> TASK MATERIAL:
________________

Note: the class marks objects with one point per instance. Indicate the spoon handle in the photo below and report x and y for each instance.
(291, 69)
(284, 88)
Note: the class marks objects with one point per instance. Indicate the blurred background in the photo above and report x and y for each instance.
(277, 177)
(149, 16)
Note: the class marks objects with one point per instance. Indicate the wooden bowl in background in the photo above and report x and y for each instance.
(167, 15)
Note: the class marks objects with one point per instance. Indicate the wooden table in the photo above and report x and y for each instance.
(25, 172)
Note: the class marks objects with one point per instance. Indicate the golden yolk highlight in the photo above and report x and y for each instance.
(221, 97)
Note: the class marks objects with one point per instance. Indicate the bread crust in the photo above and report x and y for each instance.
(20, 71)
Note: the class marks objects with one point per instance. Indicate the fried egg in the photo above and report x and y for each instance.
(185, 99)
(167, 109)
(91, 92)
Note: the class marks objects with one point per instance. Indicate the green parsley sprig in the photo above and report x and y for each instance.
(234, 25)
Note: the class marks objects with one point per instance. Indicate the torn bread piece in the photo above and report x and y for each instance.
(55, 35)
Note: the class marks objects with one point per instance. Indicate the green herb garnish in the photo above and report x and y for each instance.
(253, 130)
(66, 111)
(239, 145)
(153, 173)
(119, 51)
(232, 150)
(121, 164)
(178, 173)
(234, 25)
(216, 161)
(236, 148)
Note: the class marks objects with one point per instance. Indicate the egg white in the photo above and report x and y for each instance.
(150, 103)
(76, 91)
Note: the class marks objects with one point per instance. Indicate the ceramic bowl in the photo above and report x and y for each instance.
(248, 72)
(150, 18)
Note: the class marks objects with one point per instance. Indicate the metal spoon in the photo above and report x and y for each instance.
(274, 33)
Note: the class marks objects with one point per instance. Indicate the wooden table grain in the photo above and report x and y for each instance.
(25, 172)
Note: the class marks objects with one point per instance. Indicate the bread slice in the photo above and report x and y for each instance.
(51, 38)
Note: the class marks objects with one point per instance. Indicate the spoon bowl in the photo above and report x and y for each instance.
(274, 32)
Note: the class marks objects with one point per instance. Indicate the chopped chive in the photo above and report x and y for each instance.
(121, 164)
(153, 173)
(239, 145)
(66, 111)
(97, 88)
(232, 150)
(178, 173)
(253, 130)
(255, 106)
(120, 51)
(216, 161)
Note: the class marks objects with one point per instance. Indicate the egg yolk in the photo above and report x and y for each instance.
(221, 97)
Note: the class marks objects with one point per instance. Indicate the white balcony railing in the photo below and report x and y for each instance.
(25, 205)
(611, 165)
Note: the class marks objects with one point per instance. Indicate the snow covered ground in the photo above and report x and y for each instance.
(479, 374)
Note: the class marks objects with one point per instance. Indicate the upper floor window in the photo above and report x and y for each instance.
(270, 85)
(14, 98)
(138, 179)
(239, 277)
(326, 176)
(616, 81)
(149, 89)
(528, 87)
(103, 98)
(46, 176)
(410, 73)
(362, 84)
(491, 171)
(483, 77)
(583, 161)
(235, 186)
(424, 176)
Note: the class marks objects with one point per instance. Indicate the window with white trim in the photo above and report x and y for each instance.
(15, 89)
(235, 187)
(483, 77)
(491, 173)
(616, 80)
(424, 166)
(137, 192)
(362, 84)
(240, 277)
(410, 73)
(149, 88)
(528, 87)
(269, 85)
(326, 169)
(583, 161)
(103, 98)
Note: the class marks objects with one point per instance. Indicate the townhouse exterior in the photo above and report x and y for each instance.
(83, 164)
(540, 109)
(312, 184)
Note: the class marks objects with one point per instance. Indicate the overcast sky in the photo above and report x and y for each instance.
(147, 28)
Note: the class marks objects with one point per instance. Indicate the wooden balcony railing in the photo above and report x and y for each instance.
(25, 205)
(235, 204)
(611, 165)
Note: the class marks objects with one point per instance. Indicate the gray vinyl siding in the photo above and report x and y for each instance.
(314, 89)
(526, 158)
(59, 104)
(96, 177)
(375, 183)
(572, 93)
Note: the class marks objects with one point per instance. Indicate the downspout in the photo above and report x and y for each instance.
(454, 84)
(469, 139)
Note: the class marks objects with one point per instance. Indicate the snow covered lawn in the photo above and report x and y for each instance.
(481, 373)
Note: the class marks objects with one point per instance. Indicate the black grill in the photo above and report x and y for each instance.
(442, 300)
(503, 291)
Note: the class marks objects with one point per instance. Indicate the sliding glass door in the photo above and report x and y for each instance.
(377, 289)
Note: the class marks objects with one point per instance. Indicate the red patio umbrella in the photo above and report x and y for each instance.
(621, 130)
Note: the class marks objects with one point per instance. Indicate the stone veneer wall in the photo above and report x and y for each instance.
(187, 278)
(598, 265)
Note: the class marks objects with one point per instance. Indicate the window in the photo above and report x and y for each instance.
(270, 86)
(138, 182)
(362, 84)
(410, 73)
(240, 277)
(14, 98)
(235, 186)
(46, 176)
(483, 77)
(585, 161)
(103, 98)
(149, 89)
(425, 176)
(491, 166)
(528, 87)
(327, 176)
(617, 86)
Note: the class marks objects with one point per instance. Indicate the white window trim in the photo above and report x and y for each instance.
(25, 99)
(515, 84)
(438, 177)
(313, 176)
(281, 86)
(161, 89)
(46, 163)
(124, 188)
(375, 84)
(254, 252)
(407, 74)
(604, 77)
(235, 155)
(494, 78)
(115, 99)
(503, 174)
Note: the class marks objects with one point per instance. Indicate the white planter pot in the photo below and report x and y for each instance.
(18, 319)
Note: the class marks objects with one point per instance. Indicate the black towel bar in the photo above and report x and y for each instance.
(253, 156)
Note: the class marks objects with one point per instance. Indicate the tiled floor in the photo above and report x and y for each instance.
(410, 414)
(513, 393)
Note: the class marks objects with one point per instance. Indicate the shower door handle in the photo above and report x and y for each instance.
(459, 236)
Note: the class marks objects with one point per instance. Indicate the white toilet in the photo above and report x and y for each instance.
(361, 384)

________________

> AIM:
Rewrite the material from the line containing "the black towel" through its final line, both ends included, keeping every line and increasing each x and y coordinate in the answers by 86.

> CORRECT OUTPUT:
Note: the class marks objects with one point per instance. Indicate the black towel bar in the photo above and report x and y for each instance.
(339, 242)
Note: the class marks objects with one point per instance. Indicate the tiled floor in the photo above and report x and y for each instance.
(496, 500)
(599, 479)
Note: the class marks objects with one point per instance. Indicate the shower door handle in the photo above and report x and y for each instance.
(545, 322)
Note: the class marks objects with one point per instance. Indicate the white toilet in the photo above and report x and y for each instance.
(447, 470)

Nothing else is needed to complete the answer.